Materials provided:
# # # #

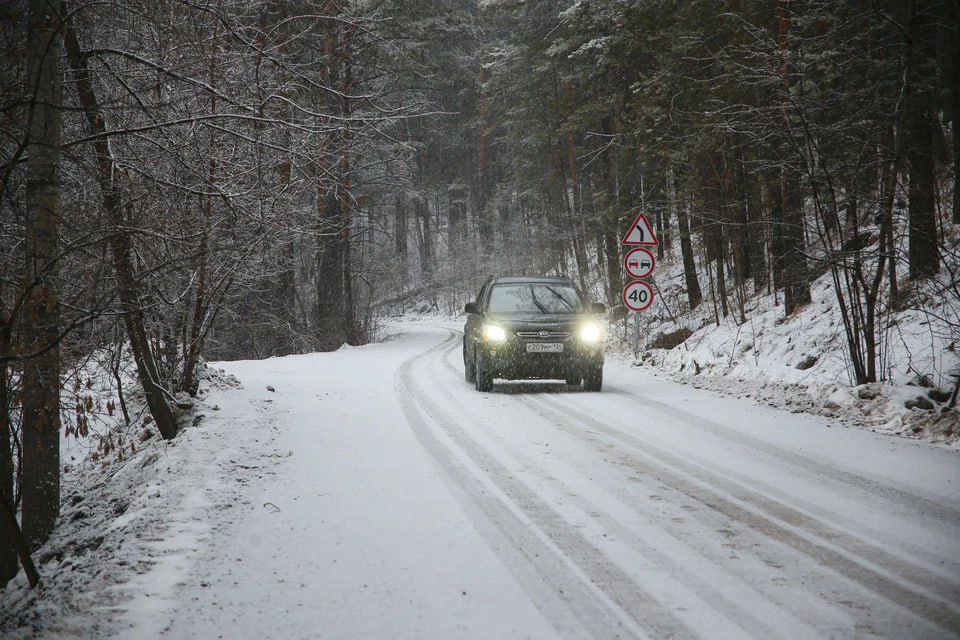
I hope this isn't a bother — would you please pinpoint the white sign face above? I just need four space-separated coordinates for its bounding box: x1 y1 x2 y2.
620 280 653 311
623 247 657 278
620 213 660 247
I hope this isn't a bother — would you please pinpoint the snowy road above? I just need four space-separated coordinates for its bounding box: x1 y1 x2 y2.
161 324 960 639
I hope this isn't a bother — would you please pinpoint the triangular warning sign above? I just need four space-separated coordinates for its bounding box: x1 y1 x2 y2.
621 213 660 247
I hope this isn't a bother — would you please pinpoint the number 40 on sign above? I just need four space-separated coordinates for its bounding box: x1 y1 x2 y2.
622 280 653 311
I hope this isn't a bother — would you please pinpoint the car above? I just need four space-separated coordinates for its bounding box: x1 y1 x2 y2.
463 276 606 391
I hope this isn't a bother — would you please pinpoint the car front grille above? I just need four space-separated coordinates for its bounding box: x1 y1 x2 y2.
517 331 570 340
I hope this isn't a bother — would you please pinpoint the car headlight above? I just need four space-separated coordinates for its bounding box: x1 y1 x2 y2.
580 322 603 342
481 324 507 342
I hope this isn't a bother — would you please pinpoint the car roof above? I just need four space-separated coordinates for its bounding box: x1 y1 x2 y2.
491 276 573 285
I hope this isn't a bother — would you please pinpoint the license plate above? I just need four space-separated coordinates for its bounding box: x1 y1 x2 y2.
527 342 563 353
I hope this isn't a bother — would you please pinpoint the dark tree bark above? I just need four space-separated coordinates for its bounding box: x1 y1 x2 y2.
674 171 703 310
416 194 433 280
21 0 61 549
393 191 408 268
0 317 17 588
316 180 343 351
600 116 623 305
780 172 810 315
64 16 177 440
905 2 940 279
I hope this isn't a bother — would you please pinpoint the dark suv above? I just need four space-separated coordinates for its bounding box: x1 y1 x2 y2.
463 276 605 391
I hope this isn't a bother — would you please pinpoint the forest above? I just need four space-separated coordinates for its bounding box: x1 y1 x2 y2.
0 0 960 583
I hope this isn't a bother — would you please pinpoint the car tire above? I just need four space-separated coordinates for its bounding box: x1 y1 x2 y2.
463 342 477 384
583 364 603 391
473 353 493 391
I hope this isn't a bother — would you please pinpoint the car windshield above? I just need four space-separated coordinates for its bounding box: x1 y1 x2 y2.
487 282 583 313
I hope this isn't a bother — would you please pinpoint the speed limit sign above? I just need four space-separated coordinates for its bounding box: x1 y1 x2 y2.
621 280 653 311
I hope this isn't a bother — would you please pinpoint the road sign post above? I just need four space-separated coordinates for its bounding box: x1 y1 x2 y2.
621 280 653 311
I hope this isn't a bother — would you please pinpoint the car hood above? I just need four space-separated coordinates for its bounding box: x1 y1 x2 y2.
487 313 589 331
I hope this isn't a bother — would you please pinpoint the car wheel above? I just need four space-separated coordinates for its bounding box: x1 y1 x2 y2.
473 353 493 391
463 342 477 384
583 364 603 391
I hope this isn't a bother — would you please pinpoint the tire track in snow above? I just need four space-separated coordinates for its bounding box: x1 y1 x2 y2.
397 331 693 638
520 395 960 634
606 385 960 524
441 336 900 637
433 348 816 638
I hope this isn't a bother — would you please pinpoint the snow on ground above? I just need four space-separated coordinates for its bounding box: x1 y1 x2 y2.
0 319 960 638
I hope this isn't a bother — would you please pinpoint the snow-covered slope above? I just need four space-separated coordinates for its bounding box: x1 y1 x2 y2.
611 232 960 446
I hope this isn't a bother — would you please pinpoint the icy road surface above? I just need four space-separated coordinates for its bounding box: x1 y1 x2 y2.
161 324 960 639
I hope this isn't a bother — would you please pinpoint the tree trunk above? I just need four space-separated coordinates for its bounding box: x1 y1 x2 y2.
673 171 703 311
64 11 177 440
780 171 810 315
0 328 17 590
907 102 940 279
600 116 623 305
20 0 61 549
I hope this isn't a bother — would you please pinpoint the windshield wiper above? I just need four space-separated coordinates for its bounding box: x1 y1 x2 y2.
530 285 550 313
544 285 573 311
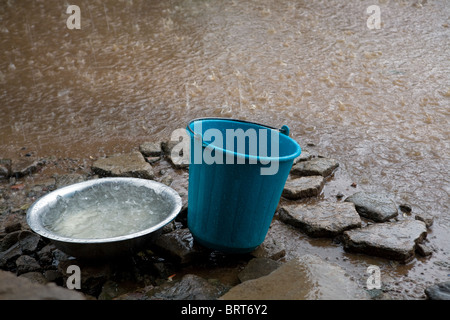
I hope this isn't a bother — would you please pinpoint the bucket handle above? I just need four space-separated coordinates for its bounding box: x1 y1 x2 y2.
187 117 289 137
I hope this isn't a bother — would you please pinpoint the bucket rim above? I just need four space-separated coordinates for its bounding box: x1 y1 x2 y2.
186 117 302 162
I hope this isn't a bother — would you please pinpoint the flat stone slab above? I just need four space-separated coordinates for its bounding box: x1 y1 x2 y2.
238 258 281 282
291 158 339 177
152 228 207 264
294 150 312 164
220 255 368 300
279 202 361 237
139 142 162 157
425 281 450 300
92 151 154 179
345 191 398 222
0 270 85 300
282 176 325 200
343 220 427 262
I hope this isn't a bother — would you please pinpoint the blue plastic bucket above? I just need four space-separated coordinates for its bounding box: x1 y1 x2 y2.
186 118 301 253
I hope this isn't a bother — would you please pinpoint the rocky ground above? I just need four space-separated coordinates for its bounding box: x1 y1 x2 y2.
0 142 450 300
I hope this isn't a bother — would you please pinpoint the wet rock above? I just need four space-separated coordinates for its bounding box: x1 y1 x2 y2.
250 229 286 260
37 244 55 266
238 258 281 282
279 202 361 237
294 150 312 164
161 137 189 169
19 230 42 254
92 151 154 179
0 270 85 300
139 142 162 157
282 176 325 200
414 212 434 228
220 255 368 300
148 274 224 300
343 220 427 262
0 242 22 270
57 260 112 297
345 191 398 222
0 230 21 252
55 173 86 189
425 281 450 300
16 255 41 275
0 159 11 178
19 271 48 284
291 158 339 177
11 157 44 178
416 243 433 257
98 280 141 300
0 213 23 232
43 269 63 285
152 228 206 264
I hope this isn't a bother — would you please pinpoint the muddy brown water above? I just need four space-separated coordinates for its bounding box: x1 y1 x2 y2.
0 0 450 298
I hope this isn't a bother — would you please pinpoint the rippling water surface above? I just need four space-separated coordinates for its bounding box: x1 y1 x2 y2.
0 0 450 300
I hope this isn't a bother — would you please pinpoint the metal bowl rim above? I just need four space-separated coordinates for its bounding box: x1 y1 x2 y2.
27 177 182 244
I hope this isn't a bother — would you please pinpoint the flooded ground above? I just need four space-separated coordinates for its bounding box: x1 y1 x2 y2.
0 0 450 298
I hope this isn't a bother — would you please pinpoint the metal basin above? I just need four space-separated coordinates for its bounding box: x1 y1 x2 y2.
27 178 181 259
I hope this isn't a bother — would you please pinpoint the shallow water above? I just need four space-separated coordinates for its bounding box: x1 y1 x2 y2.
44 183 171 239
0 0 450 296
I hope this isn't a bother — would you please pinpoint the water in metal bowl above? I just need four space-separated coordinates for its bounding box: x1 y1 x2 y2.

# # # #

Stated goal:
Please retype all of the data above exactly as it appears, leaving out the pictures.

The reply:
I hope this isn't a bother — would you please pinpoint the white sign face above? I just need four space-separated coordinates for its bounding box: x1 y1 x2 y2.
620 280 653 311
623 247 657 278
620 213 660 247
I hope this isn't a bother — would you please pinpoint the snowy road above? I just need four space-separated coordinates for its bounding box: x1 y1 x2 y2.
161 324 960 639
I hope this isn't a bother — would you please pinpoint the triangular warning sign above? I just need four space-separated coordinates for its bounding box: x1 y1 x2 y2.
621 213 660 247
I hope this isn't a bother — would you please pinpoint the number 40 on sign above? I just need four space-separated coordinates for its bounding box: x1 y1 x2 y2.
622 280 653 311
I hope this isn't a bother — would you please pinpoint the car above? I just need four space-separated coordinates for its bounding box: x1 y1 x2 y2.
463 276 606 391
I hope this isn't a bother — would you please pinpoint the car front grille above? I just need four space-separated coordinates for its bounding box: x1 y1 x2 y2.
517 331 570 340
I hope this isn't a bother — would you please pinpoint the car headlight above? I just need four space-separated coordinates for its bounding box: x1 y1 x2 y2.
580 322 603 342
481 324 507 342
I hope this isn't a bother — would you please pinpoint the car roof above? I just need four space-separated coordinates for its bounding box: x1 y1 x2 y2.
491 276 573 285
I hope this isn't a bother — would you please pinpoint the license plate above? I just need four space-separated coordinates for its bounding box: x1 y1 x2 y2.
527 342 563 353
I hope this isn't a bother — would you please pinpoint the dark tree bark above? I just need four space-separated coordinates for its bounding box: x1 y1 x2 y2.
674 171 703 310
416 194 433 280
21 0 61 549
393 191 408 268
0 317 17 588
316 180 343 351
600 116 623 305
780 172 810 315
64 16 177 440
905 2 940 279
I hope this isn't a bother — would you please pinpoint the dark suv above? I just need four space-separated coordinates for its bounding box: x1 y1 x2 y2.
463 276 605 391
I hope this isn't a bother — would you please pinpoint the forest above? I just need four space-separated coordinates for its bounding box: x1 y1 x2 y2.
0 0 960 583
I hope this isn't a bother — would you please pinpoint the car tire above? I just need four space-separated coordinates for its bounding box: x1 y1 x2 y2.
463 342 477 384
583 364 603 391
473 353 493 391
I hope this isn't a bother — would you please pinpoint the car windshield above? I just need four space-separated coordinates for its bounding box: x1 y1 x2 y2.
487 282 583 313
I hope this isn't a bother — would you please pinpoint the speed limit sign above? I just need four space-separated coordinates for its bounding box: x1 y1 x2 y2.
621 280 653 311
I hope this isn't a bother — would you please pinpoint the road sign post above? I just need four space-separated coordinates for its bounding box: x1 y1 x2 y2.
621 280 653 311
I hope this isn't a bother — would you please pinpoint the car hood above? I just need four space-separated coordinates for its bounding box: x1 y1 x2 y2.
487 313 589 331
I hope this isn't a bother — would you please pinpoint the car wheel above? I just need four space-separated coordinates for its bounding box: x1 y1 x2 y2.
473 353 493 391
463 342 477 384
583 364 603 391
I hope this isn't a bother — would you please pinpoint the tire track in snow above? I just need four space-separated coordinates for its bounding box: x1 y1 x2 y2.
397 331 693 638
520 395 960 634
606 385 960 524
441 336 900 637
433 348 816 638
I hope this isn't a bother — would you please pinpoint the snow on ground above? I just need four space-separated coordinates for its bounding box: x1 y1 x2 y2.
0 319 960 638
I hope this isn't a bother — would you please pinpoint the snow-covered slope above? I just need four space-separated coordinates for its bounding box: x1 y1 x2 y2.
611 232 960 446
I hope this isn't a bother — would you please pinpoint the icy road surface above? I just need four space-separated coordinates for its bounding box: x1 y1 x2 y2.
161 324 960 639
I hope this isn't a bother — would you please pinpoint the tree trunk above? I just need four space-separated coordinates for its bounding box: x1 y1 x2 y2.
673 171 703 311
64 11 177 440
780 171 810 315
0 328 17 590
907 102 940 279
600 116 623 305
20 0 61 549
I hope this isn't a bother — would you please pinpoint the windshield wiper above? I just need four space-separated coordinates for its bounding box: x1 y1 x2 y2.
530 285 550 313
544 285 573 311
I hope this isn't a bother — would you please pinpoint the bucket handle above? I just need four space-separated coordinates for its bounding box: x1 y1 x2 y2.
187 117 289 137
I hope this isn't a bother — would you please pinpoint the bucket rim above? I just need four space-separated coordinates for its bounding box: x1 y1 x2 y2.
186 117 302 162
I hope this isn't a bother — would you please pinpoint the flat stone slab above? I just need four space-separated coordinates for its bounding box: x1 y1 x2 y2.
238 258 281 282
291 158 339 177
152 228 207 264
294 150 312 164
220 255 368 300
279 202 361 237
139 142 162 157
425 281 450 300
92 151 154 179
345 191 398 222
0 270 85 300
282 176 325 200
343 220 427 262
I hope this isn't a bother — would you please pinpoint the blue plastic bucket above? I just need four space-separated coordinates for its bounding box: x1 y1 x2 y2.
186 118 301 253
I hope this isn't a bother — would you please pinpoint the rocky ground above? I just need four space-separated coordinates for its bounding box: x1 y1 x2 y2.
0 142 450 300
I hope this isn't a bother — would you please pinpoint the wet rock above? I just need four space-separated coordinates for its bounding box: x1 y1 x2 y2.
250 229 286 260
37 244 55 266
238 258 281 282
279 202 361 237
294 150 312 164
161 137 189 169
19 230 42 254
92 151 154 179
0 270 85 300
139 142 162 157
282 176 325 200
414 212 434 228
220 255 368 300
148 274 224 300
343 220 427 262
0 242 22 270
57 260 112 297
345 191 398 222
0 230 21 252
55 173 86 189
425 281 450 300
16 255 41 275
0 159 11 178
19 271 48 284
291 158 339 177
11 157 44 178
416 243 433 257
98 280 141 300
0 213 23 232
43 269 63 285
152 228 206 264
I hope this isn't a bother — would you please pinpoint the muddy brown water above? I just need four space-separated coordinates for its bounding box: x1 y1 x2 y2.
0 0 450 298
I hope this isn't a bother — would you please pinpoint the rippling water surface above? I just need four space-separated coordinates for its bounding box: x1 y1 x2 y2.
0 0 450 300
I hope this isn't a bother — would you please pinpoint the metal bowl rim above? I just need four space-separated coordinates for its bounding box: x1 y1 x2 y2.
27 177 182 244
I hope this isn't a bother — would you please pinpoint the flooded ground above? I just need four space-separated coordinates for its bounding box: x1 y1 x2 y2.
0 0 450 298
I hope this isn't a bother — would you please pinpoint the metal basin above? I just need four space-separated coordinates for its bounding box: x1 y1 x2 y2.
27 178 181 259
I hope this isn't a bother — would you please pinpoint the shallow water above? I just need four space-separated coordinates for its bounding box: x1 y1 x2 y2.
44 183 171 239
0 0 450 296
I hope this isn't a bother — would you please pinpoint the water in metal bowl above? I just need four space-separated coordinates for its bounding box: x1 y1 x2 y2.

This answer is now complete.